▸ **Information provided**:
....

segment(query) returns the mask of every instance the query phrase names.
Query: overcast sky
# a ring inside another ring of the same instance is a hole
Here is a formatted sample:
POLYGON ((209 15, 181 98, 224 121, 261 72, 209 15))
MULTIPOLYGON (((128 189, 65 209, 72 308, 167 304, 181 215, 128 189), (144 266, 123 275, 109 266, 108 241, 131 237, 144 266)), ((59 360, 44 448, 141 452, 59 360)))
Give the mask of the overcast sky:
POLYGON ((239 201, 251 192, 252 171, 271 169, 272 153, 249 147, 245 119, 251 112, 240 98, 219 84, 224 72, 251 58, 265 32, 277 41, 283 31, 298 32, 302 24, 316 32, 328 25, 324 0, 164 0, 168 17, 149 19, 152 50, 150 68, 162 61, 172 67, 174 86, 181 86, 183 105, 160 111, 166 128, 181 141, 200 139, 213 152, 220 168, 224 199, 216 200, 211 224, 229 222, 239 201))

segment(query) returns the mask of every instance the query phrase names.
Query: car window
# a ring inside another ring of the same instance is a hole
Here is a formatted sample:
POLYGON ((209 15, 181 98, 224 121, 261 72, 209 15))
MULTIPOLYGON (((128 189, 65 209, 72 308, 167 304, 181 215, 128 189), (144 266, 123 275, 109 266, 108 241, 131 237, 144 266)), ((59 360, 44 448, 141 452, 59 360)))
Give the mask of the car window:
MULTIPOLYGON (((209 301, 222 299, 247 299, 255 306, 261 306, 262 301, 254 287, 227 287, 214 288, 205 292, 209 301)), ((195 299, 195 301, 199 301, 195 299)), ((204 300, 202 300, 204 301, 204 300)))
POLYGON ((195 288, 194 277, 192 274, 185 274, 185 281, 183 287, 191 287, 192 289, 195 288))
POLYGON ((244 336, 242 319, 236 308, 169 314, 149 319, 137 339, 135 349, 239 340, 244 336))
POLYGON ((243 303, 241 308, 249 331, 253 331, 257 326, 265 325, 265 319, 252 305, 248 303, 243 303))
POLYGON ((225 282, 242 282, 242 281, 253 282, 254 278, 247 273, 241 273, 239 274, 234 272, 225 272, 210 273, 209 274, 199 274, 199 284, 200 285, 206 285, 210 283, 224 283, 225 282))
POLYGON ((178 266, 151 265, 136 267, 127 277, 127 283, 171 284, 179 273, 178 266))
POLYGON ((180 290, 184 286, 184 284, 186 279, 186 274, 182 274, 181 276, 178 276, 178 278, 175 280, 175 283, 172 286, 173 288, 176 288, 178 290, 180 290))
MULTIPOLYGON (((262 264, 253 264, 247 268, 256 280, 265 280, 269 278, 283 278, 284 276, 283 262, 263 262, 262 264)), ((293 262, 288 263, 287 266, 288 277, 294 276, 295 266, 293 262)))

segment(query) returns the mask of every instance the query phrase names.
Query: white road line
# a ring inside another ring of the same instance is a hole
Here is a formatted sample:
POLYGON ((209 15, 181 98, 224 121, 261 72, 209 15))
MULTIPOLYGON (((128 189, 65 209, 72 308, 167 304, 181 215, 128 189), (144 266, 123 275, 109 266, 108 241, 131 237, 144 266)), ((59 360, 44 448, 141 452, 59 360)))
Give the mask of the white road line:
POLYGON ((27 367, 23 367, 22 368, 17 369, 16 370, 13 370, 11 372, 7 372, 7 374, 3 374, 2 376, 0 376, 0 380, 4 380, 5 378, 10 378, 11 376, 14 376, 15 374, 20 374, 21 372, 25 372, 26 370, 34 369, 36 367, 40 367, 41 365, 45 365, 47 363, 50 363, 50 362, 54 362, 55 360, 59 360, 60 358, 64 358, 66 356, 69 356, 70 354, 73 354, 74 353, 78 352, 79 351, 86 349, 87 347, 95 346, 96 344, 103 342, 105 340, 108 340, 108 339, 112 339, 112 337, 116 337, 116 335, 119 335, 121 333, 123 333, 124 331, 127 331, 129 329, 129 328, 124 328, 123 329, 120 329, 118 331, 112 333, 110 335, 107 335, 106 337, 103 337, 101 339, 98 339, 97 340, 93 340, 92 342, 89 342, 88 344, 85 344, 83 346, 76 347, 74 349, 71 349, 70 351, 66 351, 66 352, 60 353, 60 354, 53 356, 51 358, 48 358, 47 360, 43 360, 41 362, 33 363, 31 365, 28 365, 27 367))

....

How many lines in the items above contain the word "white"? Reply with the number only.

2